Work task A -
Answer these questions using the passage about the missed promotion, one answer per line, marked as the questions are.
(i) By about how many years did the peer who received the promotion have less tenure?
(ii) What does the narrator usually do during the interviews, and for what purpose?
(iii) What did the narrator agree to do today?
Work task B - Resume the passage about the missed promotion, writing on from its final sentence.

Passage to read -
A few weeks back, she was passed over for a promotion that, based solely on her current career track, should have been a no-brainer. Instead, it went to one of her peers with less tenure by about 10 years and the reason is quite simple….it’s because Mama Fratelli is a douche in sheep’s clothing.
Outside of the office, when engaging with her customers, she’s generally pleasant. She knows her business, but when it comes to her relationships with peers and the small team of associates she manages, she’s about as beloved as a bad case of hemorrhoids.
So, when I agreed to have lunch today, I knew she wanted to discuss the latest in the long list of promotions that went to someone else.
To be clear, I in no way, direct these decisions. I will typically sit in on the interviews to ensure that the process and nature of the interviewing questions remain consistent with standards, but rarely do I interject with a question of my own.

Extracted entries -

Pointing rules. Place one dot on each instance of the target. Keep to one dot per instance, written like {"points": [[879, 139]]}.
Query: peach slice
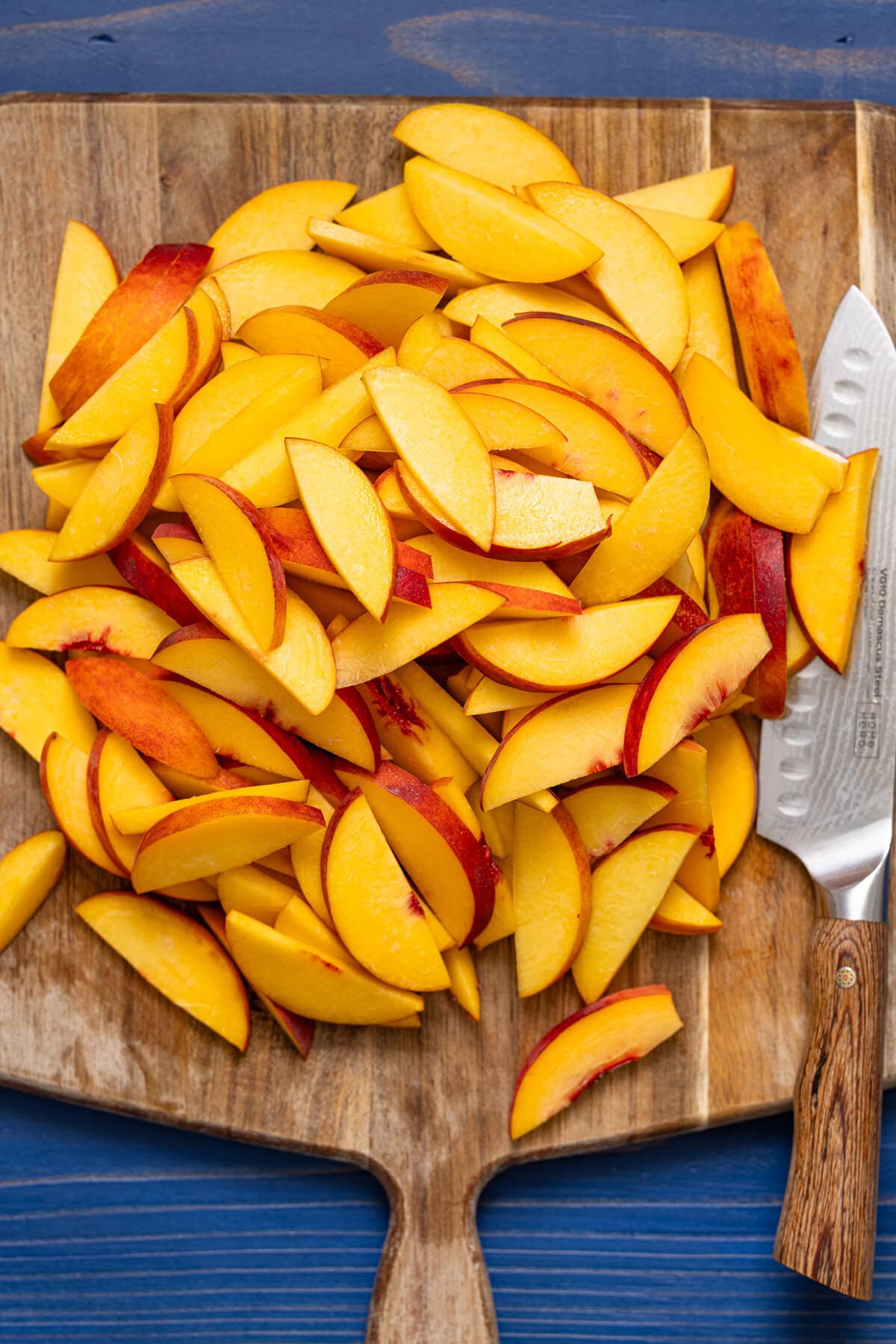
{"points": [[368, 648], [529, 586], [120, 491], [691, 681], [682, 914], [766, 338], [349, 521], [595, 447], [375, 913], [709, 329], [566, 738], [285, 276], [612, 370], [240, 548], [388, 217], [489, 230], [685, 770], [825, 568], [410, 734], [176, 956], [370, 253], [25, 554], [635, 272], [134, 312], [608, 811], [444, 861], [141, 711], [302, 982], [440, 445], [37, 699], [571, 652], [388, 303], [27, 876], [218, 834], [276, 220], [119, 777], [302, 663], [746, 459], [63, 780], [551, 896], [489, 144], [593, 1042], [626, 889], [102, 619], [706, 195], [85, 280], [155, 375]]}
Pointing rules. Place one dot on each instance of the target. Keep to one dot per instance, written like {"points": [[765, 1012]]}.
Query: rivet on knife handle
{"points": [[827, 1229]]}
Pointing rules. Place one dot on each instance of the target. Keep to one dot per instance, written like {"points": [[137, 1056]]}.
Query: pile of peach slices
{"points": [[411, 560]]}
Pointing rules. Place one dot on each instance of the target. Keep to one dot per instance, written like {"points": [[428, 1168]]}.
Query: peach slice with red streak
{"points": [[551, 896], [593, 1042], [107, 620], [626, 888], [176, 956], [376, 914], [692, 679]]}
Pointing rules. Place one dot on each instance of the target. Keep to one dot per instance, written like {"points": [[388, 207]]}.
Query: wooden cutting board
{"points": [[425, 1110]]}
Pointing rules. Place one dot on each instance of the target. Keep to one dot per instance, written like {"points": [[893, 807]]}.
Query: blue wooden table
{"points": [[114, 1230]]}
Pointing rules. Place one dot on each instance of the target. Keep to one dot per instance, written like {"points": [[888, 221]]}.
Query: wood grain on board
{"points": [[426, 1110]]}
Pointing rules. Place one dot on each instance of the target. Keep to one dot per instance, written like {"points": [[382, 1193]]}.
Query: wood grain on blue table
{"points": [[773, 49]]}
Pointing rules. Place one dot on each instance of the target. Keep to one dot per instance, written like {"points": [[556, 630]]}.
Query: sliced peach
{"points": [[593, 1042], [489, 144], [489, 230], [304, 982], [287, 276], [766, 338], [635, 273], [608, 811], [85, 280], [141, 711], [376, 914], [448, 866], [388, 303], [302, 663], [276, 220], [176, 956], [155, 375], [367, 648], [567, 654], [373, 253], [746, 459], [63, 780], [566, 738], [709, 332], [691, 681], [626, 889], [825, 568], [388, 217], [218, 834], [134, 314], [706, 195], [612, 370], [25, 554], [551, 896], [28, 873]]}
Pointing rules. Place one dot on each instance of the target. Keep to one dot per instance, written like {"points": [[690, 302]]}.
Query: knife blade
{"points": [[827, 793]]}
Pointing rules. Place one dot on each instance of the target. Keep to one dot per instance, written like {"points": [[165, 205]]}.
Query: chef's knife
{"points": [[827, 793]]}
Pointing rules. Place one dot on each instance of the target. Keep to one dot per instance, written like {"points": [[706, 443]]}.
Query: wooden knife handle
{"points": [[827, 1229]]}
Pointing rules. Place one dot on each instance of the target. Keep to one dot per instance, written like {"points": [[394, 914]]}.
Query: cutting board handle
{"points": [[433, 1286], [828, 1221]]}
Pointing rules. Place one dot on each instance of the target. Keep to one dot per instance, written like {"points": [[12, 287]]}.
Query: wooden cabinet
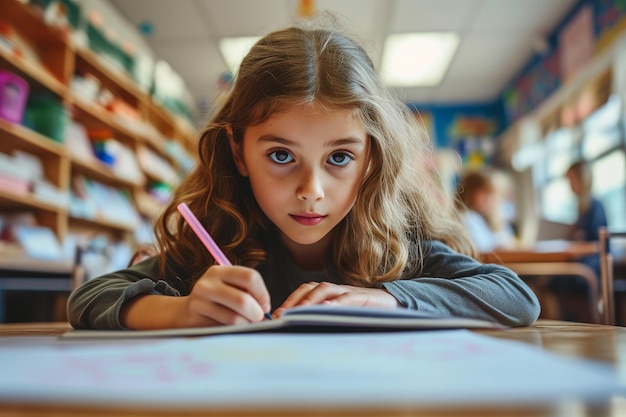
{"points": [[49, 66]]}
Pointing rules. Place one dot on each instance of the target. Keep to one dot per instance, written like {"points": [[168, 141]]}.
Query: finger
{"points": [[210, 314], [298, 294], [238, 301], [250, 281]]}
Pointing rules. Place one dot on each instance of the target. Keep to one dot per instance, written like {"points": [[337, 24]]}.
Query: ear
{"points": [[235, 149]]}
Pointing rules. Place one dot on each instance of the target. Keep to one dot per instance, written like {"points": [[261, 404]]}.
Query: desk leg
{"points": [[2, 306]]}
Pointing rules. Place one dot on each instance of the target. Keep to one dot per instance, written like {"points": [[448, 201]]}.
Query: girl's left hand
{"points": [[334, 294]]}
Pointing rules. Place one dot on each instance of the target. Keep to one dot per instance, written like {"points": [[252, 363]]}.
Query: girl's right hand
{"points": [[225, 295]]}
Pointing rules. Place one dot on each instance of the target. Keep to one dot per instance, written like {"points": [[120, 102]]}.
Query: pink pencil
{"points": [[203, 235]]}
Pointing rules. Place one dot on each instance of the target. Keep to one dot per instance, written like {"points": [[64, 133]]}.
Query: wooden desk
{"points": [[604, 343], [547, 251], [557, 258], [19, 273]]}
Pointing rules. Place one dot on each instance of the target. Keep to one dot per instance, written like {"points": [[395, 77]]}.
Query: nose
{"points": [[311, 186]]}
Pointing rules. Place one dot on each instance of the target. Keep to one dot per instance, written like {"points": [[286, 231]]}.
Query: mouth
{"points": [[308, 219]]}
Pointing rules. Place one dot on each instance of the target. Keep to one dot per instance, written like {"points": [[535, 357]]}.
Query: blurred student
{"points": [[591, 213], [573, 291], [478, 203]]}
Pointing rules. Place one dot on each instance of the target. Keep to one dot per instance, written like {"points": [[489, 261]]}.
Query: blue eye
{"points": [[281, 157], [340, 159]]}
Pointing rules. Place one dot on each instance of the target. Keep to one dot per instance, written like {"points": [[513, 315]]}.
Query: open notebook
{"points": [[317, 318]]}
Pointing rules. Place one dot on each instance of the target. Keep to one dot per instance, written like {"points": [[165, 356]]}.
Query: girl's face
{"points": [[305, 166]]}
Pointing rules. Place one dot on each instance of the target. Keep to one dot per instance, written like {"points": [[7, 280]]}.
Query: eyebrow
{"points": [[335, 142]]}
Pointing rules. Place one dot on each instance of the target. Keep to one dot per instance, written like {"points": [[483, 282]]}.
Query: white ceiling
{"points": [[497, 36]]}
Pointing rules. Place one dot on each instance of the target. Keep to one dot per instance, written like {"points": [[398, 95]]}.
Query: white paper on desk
{"points": [[284, 370]]}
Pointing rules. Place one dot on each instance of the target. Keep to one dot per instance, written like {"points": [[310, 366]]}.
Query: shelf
{"points": [[49, 43], [45, 58], [15, 201], [102, 224], [118, 83], [33, 73], [97, 117], [16, 136], [97, 170]]}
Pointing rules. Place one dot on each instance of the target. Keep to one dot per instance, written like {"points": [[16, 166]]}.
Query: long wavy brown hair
{"points": [[397, 205]]}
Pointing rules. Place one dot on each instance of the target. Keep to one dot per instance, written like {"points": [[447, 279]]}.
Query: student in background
{"points": [[478, 202], [307, 181], [572, 292], [591, 213]]}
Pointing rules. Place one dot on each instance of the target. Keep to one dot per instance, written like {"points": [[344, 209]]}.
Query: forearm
{"points": [[151, 311]]}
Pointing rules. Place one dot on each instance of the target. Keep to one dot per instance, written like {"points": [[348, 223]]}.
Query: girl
{"points": [[306, 182]]}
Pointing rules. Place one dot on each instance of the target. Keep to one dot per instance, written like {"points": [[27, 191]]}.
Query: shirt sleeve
{"points": [[457, 285], [96, 304]]}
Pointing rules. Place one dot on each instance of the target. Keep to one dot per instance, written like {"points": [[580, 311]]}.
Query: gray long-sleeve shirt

Answer box A -
(i) About 10 years.
(ii) The narrator sits in on them to ensure that the process and the nature of the interviewing questions remain consistent with standards.
(iii) Have lunch.

Answer box B -
I may be asked, after the fact, for my opinion regarding the interview or the candidate overall, however my thoughts weigh but a small amount when it comes to making the final decision.
Often, I’ll be asked by someone who has just interviewed for some feedback regarding how she performed….“Did I seem too nervous?” “Was I clear in my answers?” “Did I say too much/too little?” “Do you think they noticed my zipper was down the entire time?” True story, I’ve been asked that more than once.
This is where my role takes on the feel of a therapist. I listen, sometimes there are tears, sometimes there is anger….I offer suggestions and I try to be encouraging without establishing unrealistic expectations.
Such is the tone and purpose of the conversation between Mama Fratelli and me as we sit across from one another at a local TGI Friday’s.
Please note….I will be paraphrasing….a lot….because in order to have accurately reported the conversation in its entirety, I would have needed a recorder and about a month of time to transcribe it. Think Fidel Castro’s 50th anniversary address back in 2010 when he spoke for four hours and 16 minutes straight.
Mama Fratelli: I want to discuss my interview. Blah, blah, blah, blah.
I was the most qualified. Blah, blah, blah.
I have a bajillion years of experience. Blah, blah, blah to infinity and beyond.
Is it because I have tits? I’m beginning to believe it’s because I have tits!”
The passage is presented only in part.